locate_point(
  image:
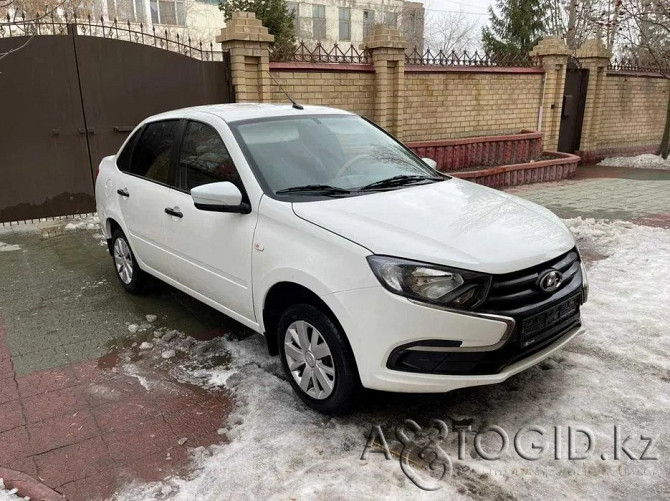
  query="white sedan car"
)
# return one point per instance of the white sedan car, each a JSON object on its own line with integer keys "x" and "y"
{"x": 361, "y": 264}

=-=-=

- Requirement
Your job is to repeat every entry exactly, keeping all pictures out of the copy.

- Answer for this exercise
locate_point(
  image:
  query="white sedan car"
)
# return one point per instance of the white sedan car, each a JSON object on its own line with integer keys "x" and "y"
{"x": 361, "y": 264}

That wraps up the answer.